::: RECORDS SHOWN
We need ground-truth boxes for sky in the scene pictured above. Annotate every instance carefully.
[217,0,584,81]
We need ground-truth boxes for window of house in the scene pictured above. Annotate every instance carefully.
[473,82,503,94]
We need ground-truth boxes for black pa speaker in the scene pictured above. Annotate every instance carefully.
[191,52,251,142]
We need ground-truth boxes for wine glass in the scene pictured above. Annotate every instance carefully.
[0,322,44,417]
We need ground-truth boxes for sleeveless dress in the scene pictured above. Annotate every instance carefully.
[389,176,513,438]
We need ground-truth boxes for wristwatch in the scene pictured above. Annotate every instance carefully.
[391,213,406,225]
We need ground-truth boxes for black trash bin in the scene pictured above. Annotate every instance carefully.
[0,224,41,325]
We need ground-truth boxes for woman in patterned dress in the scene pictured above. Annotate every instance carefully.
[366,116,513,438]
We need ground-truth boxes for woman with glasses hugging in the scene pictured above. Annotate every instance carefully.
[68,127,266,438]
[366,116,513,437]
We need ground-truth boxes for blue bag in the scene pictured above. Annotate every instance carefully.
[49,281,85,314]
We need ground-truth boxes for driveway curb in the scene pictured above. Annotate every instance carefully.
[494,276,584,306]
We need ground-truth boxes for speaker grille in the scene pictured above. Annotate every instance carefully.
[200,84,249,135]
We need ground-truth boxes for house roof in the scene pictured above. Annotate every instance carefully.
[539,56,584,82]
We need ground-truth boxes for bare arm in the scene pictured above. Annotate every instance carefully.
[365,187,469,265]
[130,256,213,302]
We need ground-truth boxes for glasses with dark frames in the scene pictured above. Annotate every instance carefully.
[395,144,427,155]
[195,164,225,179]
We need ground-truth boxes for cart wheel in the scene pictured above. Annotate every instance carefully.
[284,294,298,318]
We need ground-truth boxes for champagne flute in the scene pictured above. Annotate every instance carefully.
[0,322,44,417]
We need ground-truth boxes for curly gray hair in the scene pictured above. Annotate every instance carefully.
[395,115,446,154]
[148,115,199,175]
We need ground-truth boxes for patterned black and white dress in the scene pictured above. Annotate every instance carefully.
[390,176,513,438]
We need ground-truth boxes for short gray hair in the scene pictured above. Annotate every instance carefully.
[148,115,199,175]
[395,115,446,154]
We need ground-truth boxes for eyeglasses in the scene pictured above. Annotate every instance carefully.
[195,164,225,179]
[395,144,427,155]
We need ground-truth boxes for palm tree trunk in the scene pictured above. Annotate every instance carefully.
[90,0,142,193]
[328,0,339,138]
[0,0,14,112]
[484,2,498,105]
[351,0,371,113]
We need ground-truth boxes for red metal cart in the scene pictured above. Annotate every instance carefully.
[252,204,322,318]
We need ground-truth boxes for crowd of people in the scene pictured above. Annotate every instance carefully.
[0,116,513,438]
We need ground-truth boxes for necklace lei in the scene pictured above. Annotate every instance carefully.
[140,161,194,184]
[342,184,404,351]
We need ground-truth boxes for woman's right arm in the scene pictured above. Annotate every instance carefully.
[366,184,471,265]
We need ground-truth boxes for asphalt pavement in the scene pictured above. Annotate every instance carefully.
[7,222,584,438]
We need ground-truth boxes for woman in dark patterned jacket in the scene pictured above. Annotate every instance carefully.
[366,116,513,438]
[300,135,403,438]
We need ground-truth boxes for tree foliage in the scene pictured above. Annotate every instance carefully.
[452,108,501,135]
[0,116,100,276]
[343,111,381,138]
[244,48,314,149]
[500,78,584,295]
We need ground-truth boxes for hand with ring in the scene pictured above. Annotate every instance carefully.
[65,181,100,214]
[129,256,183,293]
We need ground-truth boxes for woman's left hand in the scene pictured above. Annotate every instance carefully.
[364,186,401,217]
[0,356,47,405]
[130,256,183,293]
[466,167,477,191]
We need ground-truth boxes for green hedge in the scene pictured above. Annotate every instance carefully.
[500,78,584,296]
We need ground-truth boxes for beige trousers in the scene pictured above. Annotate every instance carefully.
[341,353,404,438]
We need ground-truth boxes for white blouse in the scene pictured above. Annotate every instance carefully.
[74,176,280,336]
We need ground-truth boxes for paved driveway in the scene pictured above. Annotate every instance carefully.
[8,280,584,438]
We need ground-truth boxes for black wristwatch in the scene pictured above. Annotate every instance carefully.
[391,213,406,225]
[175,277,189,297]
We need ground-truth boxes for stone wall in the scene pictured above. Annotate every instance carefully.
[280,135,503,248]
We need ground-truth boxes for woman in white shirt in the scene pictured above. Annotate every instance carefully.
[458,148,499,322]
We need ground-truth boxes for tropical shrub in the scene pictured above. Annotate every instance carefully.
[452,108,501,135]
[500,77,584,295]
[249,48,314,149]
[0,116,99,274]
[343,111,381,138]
::::::
::: RECORDS SHOWN
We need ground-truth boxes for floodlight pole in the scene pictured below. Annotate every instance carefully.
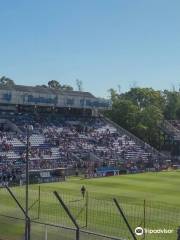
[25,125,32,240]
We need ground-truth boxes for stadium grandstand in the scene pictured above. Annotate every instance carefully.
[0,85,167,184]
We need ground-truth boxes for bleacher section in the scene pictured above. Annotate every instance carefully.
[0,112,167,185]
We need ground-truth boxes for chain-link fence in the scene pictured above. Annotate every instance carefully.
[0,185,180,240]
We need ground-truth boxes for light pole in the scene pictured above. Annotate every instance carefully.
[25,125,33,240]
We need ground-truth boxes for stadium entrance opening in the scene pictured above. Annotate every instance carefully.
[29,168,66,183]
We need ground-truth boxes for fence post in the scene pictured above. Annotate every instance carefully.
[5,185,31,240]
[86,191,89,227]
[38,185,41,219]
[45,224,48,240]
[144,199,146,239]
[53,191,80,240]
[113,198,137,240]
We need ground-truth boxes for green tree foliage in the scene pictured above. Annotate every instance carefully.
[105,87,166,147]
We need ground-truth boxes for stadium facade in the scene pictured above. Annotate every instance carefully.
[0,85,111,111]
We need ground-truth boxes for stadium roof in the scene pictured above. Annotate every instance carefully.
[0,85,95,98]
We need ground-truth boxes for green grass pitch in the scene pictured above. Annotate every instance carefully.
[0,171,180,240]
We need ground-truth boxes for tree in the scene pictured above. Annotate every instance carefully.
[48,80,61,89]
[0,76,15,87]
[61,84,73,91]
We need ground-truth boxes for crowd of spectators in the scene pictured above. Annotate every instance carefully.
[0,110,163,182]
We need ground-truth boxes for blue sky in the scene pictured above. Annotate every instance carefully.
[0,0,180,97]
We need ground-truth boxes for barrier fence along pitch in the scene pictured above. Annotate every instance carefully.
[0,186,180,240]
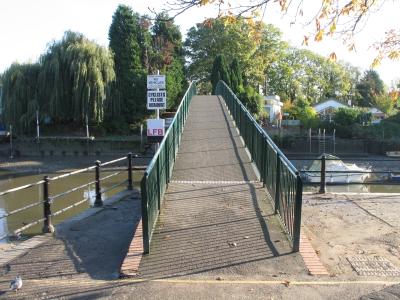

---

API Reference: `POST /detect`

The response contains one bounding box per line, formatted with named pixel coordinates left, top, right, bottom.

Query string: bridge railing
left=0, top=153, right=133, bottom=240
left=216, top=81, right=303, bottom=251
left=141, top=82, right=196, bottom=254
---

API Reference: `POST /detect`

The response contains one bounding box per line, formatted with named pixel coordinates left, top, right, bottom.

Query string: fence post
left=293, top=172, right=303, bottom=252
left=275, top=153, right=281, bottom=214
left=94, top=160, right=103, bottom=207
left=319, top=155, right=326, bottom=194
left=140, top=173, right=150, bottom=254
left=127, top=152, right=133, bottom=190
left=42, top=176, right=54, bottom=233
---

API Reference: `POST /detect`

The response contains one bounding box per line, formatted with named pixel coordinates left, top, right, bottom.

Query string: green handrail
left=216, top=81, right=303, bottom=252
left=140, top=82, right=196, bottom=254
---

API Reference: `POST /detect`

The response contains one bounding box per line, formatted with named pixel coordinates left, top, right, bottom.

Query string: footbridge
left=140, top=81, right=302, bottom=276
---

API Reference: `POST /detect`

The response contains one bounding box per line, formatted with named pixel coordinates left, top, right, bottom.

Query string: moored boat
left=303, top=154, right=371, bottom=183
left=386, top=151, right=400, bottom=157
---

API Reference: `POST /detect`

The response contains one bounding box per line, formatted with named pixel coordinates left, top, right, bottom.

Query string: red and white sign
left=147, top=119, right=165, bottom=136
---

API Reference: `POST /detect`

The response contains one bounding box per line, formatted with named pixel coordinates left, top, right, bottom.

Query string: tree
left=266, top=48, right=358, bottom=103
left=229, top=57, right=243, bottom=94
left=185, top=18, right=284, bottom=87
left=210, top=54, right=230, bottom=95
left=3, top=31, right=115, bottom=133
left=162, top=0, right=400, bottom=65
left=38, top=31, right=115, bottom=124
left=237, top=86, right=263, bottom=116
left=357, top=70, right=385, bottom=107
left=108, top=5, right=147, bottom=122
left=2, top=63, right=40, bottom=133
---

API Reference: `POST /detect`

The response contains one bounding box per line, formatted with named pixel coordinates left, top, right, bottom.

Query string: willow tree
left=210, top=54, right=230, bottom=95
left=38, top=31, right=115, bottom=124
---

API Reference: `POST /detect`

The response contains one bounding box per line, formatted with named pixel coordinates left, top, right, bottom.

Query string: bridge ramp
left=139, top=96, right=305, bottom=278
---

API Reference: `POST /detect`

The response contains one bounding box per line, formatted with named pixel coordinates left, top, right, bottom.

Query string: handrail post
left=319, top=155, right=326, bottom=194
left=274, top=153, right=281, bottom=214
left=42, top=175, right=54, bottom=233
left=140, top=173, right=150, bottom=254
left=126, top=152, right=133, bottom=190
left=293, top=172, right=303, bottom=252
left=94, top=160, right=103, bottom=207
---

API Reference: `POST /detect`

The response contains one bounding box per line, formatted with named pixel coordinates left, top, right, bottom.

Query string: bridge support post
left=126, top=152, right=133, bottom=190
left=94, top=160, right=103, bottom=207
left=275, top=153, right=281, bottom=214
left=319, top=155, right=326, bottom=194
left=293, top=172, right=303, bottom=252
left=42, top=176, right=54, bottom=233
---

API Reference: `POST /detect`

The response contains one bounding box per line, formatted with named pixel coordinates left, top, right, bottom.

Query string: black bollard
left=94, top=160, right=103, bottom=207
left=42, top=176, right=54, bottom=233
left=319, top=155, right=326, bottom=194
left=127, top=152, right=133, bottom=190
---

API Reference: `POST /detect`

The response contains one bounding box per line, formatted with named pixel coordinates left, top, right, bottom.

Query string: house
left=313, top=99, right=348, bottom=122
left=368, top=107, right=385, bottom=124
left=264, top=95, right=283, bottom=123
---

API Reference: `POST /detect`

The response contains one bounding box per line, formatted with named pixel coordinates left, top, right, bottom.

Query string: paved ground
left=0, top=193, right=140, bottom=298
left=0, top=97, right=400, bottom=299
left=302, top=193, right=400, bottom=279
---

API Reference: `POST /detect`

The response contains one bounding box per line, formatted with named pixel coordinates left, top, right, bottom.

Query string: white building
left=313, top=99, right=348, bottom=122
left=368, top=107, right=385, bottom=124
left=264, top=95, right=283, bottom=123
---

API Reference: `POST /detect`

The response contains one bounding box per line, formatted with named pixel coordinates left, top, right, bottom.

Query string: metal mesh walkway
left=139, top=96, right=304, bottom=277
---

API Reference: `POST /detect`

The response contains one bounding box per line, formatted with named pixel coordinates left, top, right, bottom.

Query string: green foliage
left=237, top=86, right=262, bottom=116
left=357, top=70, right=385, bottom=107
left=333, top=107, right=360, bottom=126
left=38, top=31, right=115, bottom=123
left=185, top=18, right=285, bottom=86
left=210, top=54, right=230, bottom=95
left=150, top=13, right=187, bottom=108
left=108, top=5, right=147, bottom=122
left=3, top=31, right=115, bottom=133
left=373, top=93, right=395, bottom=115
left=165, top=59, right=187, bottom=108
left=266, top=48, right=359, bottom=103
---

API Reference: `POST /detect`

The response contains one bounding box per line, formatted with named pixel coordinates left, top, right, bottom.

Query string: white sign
::::::
▶ _GOAL_
Convert the part of the material that opens with the line containing "We need ground-truth boxes for cart" and closes with the line containing "[390,176,513,438]" into a Markdown table with the columns Row and Line, numbering each line and leaving out blank lines.

▶ _RESULT_
| Row | Line |
|---|---|
| 1 | We need ground-truth boxes for cart wheel in the scene pictured above. Annotate every instance carefully. |
| 2 | [284,294,298,318] |
| 3 | We need ground-truth boxes for champagne flute in the scene pictured above. Annotate every instance carefully. |
| 4 | [0,322,44,417] |
| 5 | We need ground-truth boxes for curly gray hair in the scene pictured above. Annotate every instance carefully. |
| 6 | [395,115,446,154] |
| 7 | [148,115,199,175] |
| 8 | We need ground-truth boxes for patterned black and white dress in the scene pictured above. Annotate every instance carefully. |
| 9 | [390,176,513,438] |